[Collected data]
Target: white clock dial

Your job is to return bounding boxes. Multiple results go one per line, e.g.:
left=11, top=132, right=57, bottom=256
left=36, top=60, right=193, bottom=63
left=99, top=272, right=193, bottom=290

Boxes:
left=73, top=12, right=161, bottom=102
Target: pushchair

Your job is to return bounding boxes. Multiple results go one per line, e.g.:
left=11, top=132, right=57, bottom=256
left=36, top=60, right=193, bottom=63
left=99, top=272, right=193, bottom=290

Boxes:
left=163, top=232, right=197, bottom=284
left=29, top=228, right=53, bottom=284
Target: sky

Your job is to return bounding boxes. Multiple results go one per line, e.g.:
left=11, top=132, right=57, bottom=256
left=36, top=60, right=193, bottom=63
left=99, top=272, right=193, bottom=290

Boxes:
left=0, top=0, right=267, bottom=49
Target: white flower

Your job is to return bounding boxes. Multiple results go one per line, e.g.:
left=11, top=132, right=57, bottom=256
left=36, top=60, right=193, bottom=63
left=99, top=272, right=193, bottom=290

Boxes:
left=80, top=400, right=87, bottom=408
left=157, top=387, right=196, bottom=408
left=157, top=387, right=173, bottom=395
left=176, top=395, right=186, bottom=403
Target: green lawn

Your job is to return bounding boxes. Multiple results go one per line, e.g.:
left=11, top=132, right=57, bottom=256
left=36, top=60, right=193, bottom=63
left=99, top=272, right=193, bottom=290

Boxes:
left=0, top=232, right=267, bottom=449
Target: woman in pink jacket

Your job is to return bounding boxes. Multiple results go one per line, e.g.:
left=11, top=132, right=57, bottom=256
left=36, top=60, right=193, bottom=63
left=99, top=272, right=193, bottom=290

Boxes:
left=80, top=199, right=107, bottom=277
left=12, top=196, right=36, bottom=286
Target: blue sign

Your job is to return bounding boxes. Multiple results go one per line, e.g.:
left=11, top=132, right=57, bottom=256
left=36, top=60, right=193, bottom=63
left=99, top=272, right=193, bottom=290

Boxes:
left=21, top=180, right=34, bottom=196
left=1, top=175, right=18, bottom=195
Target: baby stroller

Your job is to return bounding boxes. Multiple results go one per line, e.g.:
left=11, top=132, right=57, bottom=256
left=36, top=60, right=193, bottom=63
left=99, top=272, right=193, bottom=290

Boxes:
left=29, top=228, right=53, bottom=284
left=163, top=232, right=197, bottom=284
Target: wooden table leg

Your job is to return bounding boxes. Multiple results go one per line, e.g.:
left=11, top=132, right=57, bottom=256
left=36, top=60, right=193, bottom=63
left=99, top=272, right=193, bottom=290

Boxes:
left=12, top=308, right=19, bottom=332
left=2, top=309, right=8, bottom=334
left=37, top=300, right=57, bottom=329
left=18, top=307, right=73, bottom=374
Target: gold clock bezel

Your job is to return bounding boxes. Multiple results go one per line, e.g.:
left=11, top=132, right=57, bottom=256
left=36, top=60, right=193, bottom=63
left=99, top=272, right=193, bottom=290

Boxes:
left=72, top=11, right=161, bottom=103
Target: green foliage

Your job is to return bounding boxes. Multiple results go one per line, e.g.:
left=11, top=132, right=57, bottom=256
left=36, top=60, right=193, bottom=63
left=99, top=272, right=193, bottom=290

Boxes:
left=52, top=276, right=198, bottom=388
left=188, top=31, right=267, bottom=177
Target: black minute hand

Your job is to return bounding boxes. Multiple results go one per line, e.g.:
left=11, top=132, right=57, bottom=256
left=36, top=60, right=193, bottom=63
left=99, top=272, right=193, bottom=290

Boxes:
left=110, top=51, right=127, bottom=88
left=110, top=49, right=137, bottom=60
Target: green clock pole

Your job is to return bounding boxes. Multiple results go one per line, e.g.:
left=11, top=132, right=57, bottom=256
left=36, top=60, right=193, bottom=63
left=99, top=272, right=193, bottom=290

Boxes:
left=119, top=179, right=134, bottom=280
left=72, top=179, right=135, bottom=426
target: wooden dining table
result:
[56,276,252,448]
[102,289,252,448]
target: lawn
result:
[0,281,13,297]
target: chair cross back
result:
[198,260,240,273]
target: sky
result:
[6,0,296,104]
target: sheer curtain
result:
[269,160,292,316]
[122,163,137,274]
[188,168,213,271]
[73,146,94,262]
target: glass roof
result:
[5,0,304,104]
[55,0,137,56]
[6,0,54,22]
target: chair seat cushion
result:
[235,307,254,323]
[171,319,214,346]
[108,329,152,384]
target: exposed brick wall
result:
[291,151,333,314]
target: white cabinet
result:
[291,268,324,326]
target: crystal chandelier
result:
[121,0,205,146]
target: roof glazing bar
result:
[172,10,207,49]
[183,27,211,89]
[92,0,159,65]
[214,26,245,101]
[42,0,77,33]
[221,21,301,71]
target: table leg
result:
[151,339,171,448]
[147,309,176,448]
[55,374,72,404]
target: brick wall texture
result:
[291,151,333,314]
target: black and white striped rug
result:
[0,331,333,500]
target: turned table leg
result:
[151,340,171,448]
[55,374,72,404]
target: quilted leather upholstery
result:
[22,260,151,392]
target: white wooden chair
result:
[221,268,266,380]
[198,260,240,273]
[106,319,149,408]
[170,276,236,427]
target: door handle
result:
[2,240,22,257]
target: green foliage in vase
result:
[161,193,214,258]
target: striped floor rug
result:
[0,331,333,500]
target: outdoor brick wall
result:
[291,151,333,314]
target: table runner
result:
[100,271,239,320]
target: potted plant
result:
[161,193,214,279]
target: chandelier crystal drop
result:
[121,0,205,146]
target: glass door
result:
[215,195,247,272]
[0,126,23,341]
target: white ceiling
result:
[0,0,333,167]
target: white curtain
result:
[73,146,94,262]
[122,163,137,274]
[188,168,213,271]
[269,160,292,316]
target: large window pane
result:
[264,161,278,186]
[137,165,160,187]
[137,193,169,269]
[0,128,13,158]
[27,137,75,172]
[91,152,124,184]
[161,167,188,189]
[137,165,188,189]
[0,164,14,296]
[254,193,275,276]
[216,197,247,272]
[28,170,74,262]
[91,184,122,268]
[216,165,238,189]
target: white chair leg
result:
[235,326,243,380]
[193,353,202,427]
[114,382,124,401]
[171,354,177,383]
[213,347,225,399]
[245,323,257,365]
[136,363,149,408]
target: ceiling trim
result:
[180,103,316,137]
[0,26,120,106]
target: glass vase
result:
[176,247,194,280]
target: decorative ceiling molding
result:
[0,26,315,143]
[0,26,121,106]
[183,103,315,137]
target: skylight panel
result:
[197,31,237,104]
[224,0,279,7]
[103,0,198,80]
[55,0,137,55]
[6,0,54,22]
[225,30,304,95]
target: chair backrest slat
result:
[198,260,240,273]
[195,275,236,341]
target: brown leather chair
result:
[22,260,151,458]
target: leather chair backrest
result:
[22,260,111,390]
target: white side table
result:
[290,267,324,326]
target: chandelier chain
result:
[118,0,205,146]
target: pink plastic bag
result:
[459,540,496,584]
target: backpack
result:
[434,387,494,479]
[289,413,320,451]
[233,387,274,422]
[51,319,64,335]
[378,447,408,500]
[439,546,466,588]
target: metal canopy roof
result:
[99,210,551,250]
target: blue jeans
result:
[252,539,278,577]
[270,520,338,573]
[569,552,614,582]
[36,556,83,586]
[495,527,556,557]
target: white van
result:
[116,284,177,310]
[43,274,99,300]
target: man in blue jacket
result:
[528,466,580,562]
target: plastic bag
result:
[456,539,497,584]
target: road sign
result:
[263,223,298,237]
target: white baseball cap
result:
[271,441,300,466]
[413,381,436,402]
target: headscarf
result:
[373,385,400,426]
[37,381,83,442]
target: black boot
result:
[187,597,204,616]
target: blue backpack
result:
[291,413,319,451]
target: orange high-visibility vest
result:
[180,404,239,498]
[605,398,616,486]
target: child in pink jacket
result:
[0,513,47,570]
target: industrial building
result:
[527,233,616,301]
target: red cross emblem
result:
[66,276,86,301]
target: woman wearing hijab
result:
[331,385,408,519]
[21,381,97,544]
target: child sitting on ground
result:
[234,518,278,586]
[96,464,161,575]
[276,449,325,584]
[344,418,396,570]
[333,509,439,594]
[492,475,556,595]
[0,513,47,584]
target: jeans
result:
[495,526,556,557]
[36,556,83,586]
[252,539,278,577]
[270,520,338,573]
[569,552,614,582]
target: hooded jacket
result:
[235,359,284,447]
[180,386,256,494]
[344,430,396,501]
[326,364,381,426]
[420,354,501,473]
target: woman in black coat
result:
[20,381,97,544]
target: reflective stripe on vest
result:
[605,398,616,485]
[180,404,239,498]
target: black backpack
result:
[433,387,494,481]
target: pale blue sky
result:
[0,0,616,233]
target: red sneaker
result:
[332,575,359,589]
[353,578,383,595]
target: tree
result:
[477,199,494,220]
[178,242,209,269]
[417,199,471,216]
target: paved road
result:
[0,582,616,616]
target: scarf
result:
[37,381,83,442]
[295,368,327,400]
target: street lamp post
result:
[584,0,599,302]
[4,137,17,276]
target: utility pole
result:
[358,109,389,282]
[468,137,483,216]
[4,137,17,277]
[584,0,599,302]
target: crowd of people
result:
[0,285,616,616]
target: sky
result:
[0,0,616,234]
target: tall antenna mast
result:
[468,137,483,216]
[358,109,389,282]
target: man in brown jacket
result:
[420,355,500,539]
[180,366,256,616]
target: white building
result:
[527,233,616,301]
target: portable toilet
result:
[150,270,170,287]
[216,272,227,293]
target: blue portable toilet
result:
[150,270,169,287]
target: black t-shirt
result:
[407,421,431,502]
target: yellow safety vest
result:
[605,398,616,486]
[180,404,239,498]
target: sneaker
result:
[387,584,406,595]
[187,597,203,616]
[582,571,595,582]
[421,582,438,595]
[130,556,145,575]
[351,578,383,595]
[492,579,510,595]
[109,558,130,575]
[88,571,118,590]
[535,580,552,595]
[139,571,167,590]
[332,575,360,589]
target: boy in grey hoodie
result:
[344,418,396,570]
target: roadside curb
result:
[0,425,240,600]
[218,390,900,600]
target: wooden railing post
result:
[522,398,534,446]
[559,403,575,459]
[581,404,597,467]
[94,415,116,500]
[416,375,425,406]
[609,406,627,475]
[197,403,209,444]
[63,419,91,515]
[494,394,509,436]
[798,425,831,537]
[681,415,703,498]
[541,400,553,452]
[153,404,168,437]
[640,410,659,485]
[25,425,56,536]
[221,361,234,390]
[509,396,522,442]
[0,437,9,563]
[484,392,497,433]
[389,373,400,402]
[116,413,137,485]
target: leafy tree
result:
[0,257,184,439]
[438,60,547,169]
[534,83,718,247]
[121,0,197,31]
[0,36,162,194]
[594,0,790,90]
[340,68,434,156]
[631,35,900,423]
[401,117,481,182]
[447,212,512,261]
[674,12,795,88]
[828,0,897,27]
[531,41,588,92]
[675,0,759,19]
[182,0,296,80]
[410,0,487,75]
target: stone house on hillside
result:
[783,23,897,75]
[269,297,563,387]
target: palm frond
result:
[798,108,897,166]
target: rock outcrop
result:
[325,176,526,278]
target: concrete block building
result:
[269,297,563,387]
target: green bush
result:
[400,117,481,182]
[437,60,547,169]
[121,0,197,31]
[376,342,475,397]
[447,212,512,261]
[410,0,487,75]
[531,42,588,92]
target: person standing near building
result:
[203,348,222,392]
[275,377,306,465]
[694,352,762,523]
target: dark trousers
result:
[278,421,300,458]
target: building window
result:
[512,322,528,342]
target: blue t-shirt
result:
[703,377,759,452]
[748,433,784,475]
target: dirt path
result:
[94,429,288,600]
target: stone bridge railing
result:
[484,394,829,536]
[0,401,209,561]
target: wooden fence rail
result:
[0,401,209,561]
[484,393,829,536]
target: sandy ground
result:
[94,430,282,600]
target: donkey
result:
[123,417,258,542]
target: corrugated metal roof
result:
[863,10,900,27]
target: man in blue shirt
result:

● Exercise prompt
Convert the lines into a Markdown table with a Row column holding a row number and a Line column holding the line, leaving out blank lines. Begin at the line that contains "target: chair backrest slat" and stop after the line that contains "[413,381,436,402]", including both of those lines.

● Output for this exercise
| Row | Line |
|---|---|
| 1 | target: chair backrest slat |
| 2 | result: |
| 3 | [198,260,240,273] |
| 4 | [195,275,236,341] |
| 5 | target: brown leather chair |
| 6 | result: |
| 7 | [22,260,151,458] |
| 8 | target: leather chair backrest |
| 9 | result: |
| 10 | [22,260,111,390] |
| 11 | target: white side table |
| 12 | result: |
| 13 | [290,267,324,326] |
| 14 | target: chandelier chain |
| 15 | result: |
| 16 | [118,0,205,146] |
| 17 | target: pink plastic bag |
| 18 | result: |
| 19 | [459,540,496,584] |
| 20 | target: backpack |
| 21 | result: |
| 22 | [434,387,494,479] |
| 23 | [289,413,320,451] |
| 24 | [233,387,274,422] |
| 25 | [51,319,64,335] |
| 26 | [378,447,408,500] |
| 27 | [439,546,466,588] |
| 28 | target: metal canopy roof |
| 29 | result: |
| 30 | [99,210,551,250] |
| 31 | target: blue jeans |
| 32 | result: |
| 33 | [252,539,278,577] |
| 34 | [270,520,338,573] |
| 35 | [569,552,614,582] |
| 36 | [36,556,83,586] |
| 37 | [495,527,556,557] |
| 38 | target: white van |
| 39 | result: |
| 40 | [116,284,177,310] |
| 41 | [43,274,99,300] |
| 42 | target: man in blue jacket |
| 43 | result: |
| 44 | [528,466,580,562] |
| 45 | target: plastic bag |
| 46 | result: |
| 47 | [456,539,497,584] |
| 48 | target: road sign |
| 49 | result: |
| 50 | [263,223,298,237] |
| 51 | target: white baseball cap |
| 52 | result: |
| 53 | [271,441,300,466] |
| 54 | [413,381,436,402] |